## Instructions for the task
Reproduce the listing below, substituting "reference box" for every occurrence of "ground-truth box" and leaving all other text unchanged.
++++
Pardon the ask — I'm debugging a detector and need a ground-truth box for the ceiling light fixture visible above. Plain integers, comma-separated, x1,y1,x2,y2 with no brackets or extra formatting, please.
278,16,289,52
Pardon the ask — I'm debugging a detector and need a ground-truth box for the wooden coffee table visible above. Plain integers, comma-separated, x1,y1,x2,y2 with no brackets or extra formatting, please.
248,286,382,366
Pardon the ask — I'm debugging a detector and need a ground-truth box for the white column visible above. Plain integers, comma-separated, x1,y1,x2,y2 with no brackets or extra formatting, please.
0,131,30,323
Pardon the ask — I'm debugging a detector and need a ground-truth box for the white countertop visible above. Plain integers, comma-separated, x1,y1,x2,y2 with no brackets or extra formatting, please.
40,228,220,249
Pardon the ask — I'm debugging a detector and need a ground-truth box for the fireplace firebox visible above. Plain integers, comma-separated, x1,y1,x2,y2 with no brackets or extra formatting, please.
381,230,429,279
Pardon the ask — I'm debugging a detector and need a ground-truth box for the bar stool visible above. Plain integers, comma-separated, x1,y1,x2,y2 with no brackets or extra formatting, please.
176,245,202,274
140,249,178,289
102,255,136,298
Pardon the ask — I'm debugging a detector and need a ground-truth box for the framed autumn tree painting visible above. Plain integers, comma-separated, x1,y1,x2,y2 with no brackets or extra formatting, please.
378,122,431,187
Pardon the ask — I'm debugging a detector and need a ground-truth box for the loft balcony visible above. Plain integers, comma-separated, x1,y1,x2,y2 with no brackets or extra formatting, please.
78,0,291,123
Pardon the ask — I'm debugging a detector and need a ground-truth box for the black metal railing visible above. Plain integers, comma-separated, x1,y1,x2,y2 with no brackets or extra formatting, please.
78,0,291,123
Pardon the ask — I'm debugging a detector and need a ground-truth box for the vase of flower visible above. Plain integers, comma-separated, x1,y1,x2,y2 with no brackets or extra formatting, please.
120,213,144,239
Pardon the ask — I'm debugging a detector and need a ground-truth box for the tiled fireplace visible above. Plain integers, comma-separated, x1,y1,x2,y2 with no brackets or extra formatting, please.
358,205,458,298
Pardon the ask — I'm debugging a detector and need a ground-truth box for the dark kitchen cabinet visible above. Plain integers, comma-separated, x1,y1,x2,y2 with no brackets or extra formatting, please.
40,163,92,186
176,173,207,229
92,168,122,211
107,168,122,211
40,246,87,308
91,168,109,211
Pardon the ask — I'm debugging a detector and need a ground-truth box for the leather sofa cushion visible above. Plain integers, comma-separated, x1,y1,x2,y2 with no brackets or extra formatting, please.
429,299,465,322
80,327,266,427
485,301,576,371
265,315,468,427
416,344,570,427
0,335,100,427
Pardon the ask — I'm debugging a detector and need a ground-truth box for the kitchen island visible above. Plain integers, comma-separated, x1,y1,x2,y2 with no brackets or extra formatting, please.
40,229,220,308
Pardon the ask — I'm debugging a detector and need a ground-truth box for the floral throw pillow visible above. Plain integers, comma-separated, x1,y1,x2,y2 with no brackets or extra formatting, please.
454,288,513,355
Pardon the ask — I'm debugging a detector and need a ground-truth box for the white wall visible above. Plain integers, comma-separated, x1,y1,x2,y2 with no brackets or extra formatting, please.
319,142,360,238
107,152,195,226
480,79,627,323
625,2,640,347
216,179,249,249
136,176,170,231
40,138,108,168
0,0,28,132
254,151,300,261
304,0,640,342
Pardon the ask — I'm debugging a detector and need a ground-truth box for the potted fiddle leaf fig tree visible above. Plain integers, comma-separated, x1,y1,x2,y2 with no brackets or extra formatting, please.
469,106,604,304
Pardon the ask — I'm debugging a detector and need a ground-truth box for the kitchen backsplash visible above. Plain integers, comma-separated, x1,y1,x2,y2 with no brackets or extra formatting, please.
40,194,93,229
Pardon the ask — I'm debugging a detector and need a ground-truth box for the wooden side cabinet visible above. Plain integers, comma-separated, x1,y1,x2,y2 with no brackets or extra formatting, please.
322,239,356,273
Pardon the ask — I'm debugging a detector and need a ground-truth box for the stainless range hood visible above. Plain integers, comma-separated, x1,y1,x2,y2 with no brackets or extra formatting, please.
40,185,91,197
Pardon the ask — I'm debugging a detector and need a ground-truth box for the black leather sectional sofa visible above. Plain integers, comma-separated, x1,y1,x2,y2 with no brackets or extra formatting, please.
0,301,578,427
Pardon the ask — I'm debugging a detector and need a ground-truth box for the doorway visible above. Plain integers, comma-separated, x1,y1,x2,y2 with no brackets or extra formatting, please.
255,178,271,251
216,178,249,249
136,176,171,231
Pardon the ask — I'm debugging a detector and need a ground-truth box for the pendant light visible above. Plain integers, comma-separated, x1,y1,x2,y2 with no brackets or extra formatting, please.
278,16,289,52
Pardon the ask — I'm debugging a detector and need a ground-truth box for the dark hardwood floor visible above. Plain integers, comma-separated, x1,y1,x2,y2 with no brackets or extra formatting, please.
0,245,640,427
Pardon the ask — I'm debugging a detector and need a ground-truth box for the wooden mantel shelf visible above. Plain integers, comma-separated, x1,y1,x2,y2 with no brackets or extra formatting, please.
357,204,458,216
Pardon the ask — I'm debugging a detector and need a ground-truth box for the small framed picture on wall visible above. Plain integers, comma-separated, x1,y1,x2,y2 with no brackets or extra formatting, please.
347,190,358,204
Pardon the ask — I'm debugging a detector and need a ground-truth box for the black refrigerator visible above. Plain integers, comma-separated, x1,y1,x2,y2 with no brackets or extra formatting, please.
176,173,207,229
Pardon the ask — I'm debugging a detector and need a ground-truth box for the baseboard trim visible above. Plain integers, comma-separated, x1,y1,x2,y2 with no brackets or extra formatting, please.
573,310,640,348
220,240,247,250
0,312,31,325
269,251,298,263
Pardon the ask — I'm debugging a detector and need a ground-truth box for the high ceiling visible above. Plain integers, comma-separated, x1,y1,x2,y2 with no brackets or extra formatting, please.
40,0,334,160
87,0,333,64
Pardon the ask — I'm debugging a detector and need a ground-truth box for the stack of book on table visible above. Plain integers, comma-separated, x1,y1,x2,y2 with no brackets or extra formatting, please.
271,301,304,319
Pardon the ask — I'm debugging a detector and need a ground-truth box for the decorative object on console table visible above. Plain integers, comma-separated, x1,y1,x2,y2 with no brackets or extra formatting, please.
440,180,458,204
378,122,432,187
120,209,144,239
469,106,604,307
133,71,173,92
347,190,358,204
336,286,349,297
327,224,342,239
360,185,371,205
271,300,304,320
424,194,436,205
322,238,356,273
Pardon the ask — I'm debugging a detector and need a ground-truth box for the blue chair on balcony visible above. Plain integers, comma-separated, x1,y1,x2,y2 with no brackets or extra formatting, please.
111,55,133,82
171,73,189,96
++++
## Answer to the task
Pardon the ask — I'm debugging a detector and need a reference box for the ceiling light fixture visible above. Plain integers, comma-separated, x1,y1,x2,y2 with no brackets or extra formatting, please.
278,16,289,52
Pardon the ask — I'm debugging a detector and need a reference box for the wooden coffee table visible above. Plain integers, comma-separated, x1,y1,x2,y2 with no brackets or extra formatting, please.
248,286,382,366
Pardon the ask — I'm debugging a detector and need a reference box for the white column visible above. Plain integers, comma-separated, x1,y1,x2,y2 with no brackets or extra formatting, please.
0,131,30,323
Pardon the ask — I'm debugging a detector and need a reference box for the white countertop visible above. Plain integers, comma-separated, x1,y1,x2,y2 with no brackets or extra formatting, please.
40,228,220,249
Pardon the ask — I'm debugging a detector and need a reference box for the fireplace firebox visible above. Plain integers, comma-separated, x1,y1,x2,y2 with no brackets or extra formatting, please.
381,230,429,279
Pardon the ask — I'm debugging a detector and need a reference box for the bar stool visible above. Plain integers, comma-separated, x1,y1,x2,y2 with no brackets or extra formatting, please.
176,245,202,274
140,249,178,289
102,255,136,298
Pardon the ask — I'm debugging a detector and need a reference box for the framed autumn tree painting visible above. Plain integers, comma-separated, x1,y1,x2,y2 with no brackets or extra formatting, please.
378,122,431,187
Pardon the ask — I'm debugging a detector and need a reference box for the loft balcony visible above. Plain integers, comma-separated, x1,y1,x2,y2 with no brackets or extra formatting, please.
78,0,291,123
Pardon the ask — I'm debugging a detector and need a reference box for the black metal railing visible above. Plain integers, comma-separated, x1,y1,x2,y2 with no brackets or extra formatting, please.
78,0,291,123
Pardon the ask — I'm debugging a detector and need a reference box for the vase of flower visible above. Plain integers, comma-separated, x1,y1,x2,y2 with no brackets or extra formatting, please.
120,213,144,239
Pardon the ask — I'm debugging a detector and need a reference box for the tiled fireplace visible above. Plain integers, comma-separated, x1,y1,x2,y2 with no brackets or extra formatting, please.
358,205,458,298
Pardon the ask — I'm debugging a detector and need a reference box for the dark kitchen cabinet visible above. Plain integers, comma-separated, x1,y1,x2,y2 with no brackets or extra formatting, please.
40,163,92,186
176,173,207,229
92,168,122,211
107,168,122,211
40,246,87,308
91,168,109,211
Pardon the ask — I'm debugging a detector and need a reference box for the leather sofa cushion visible above. Plain integers, comma-separated, x1,y1,x2,y2 with no brackets or extra formatting, please.
429,299,465,322
80,327,266,427
485,301,576,371
265,315,468,427
416,344,570,427
0,335,100,427
Pardon the ask — I'm debugging a detector and need a reference box for the kitchen island visible above. Plain integers, comma-separated, x1,y1,x2,y2 with no brackets or extra formatting, please.
40,229,220,308
Pardon the ask — I'm debugging a detector and need a reference box for the floral throw pillow visible above. Plain integers, comma-separated, x1,y1,x2,y2 with no brackets or extra formatting, please.
454,288,513,355
Pardon the ask — I'm debugging a detector and need a reference box for the white wall visible above. Plain integers, comma-separated, x1,y1,x2,y2 with no brackets or extra formatting, please.
319,142,360,238
107,152,195,226
480,79,627,323
625,2,640,347
216,179,249,249
136,176,170,231
40,138,108,168
0,0,28,132
254,151,300,261
304,0,640,342
Pardon the ask — I'm debugging a detector and need a reference box for the potted fiddle leaf fig tree visible above. Plain integers, comma-separated, x1,y1,x2,y2 with no brackets or extra formatting, please.
469,106,604,304
Pardon the ask — I'm debugging a detector and need a reference box for the kitchen backsplash visible above. Plain integers, comma-separated, x1,y1,x2,y2 with no brackets or extra formatting, please.
40,194,93,229
Pardon the ask — I'm debugging a detector and need a reference box for the wooden side cabinet visible above. Plain integers, comma-separated, x1,y1,x2,y2 with no brackets or extra formatting, please.
322,239,356,273
Pardon the ask — I'm debugging a detector and need a reference box for the stainless range hood visible above. Plain integers, comma-separated, x1,y1,x2,y2 with no brackets or extra formatting, please.
40,185,91,197
Pardon the ask — I'm debugging a detector and need a reference box for the black leather sectional sofa visible above. Plain integers, comma-separated, x1,y1,x2,y2 with no brackets or extra formatting, please.
0,301,578,427
Pardon the ask — I'm debugging a detector and need a reference box for the doorway visible above. Plain integers, comma-separated, x1,y1,x2,y2 with no brackets or extra formatting, please.
255,178,271,251
216,178,249,249
136,176,171,231
Pardon the ask — I'm debugging a detector and need a reference box for the pendant light visible above. Plain integers, comma-separated, x1,y1,x2,y2 with no brackets or extra formatting, please.
278,16,289,52
Pardon the ask — I'm debugging a detector and need a reference box for the dark hardwood floor visible above. Plain integers, comma-separated, x1,y1,x2,y2 with no brackets or extra formatting, please.
0,245,640,427
Pardon the ask — I'm debugging a detector and need a reference box for the wooden mantel shelf visible above. Plain integers, comma-separated, x1,y1,x2,y2 with no brackets or extra formatting, please.
357,204,458,216
Pardon the ask — I'm debugging a detector and need a reference box for the small framed picture on wall visible above. Plain integers, comma-separated, x1,y1,x2,y2 with no brackets or extra formatting, please.
347,190,358,204
Pardon the ask — I'm debugging a detector and need a reference box for the black refrigerator visible above. Plain integers, comma-separated, x1,y1,x2,y2 with no brackets or extra formatting, please.
176,173,207,229
Pardon the ask — I'm debugging a detector and need a reference box for the baseboard trim visible above. Plain integers, comma-separated, x1,y1,x2,y2 with no brackets or extra formatting, please.
573,310,640,348
220,240,247,250
0,312,31,325
269,251,298,263
Pardon the ask — I'm debugging a detector and need a reference box for the high ceiling visible above. Plain integers, comma-separated, x1,y1,x2,y2 with no brackets or extra formatting, please.
40,0,334,160
87,0,333,64
Pardon the ask — I'm debugging a detector and need a reference box for the stack of book on table visible above. Plain integers, comma-separated, x1,y1,x2,y2 with no brackets or extra formatting, please.
271,301,304,319
Pardon the ask — I'm debugging a detector and need a reference box for the decorative object on console table visible above. Plain integers, comma-separated, x1,y1,x2,y2 with no brackets or extra formatting, please.
440,180,458,204
378,122,432,187
120,209,144,239
469,106,604,307
133,71,173,92
347,190,358,204
336,286,349,297
327,224,342,239
360,185,371,205
271,300,304,320
424,194,436,205
322,238,356,273
Pardon the ask — I'm debugging a detector and need a reference box for the blue chair on balcony visible above. Plain integers, comma-separated, x1,y1,x2,y2 with no brackets or extra formatting, please.
111,55,133,82
171,73,189,96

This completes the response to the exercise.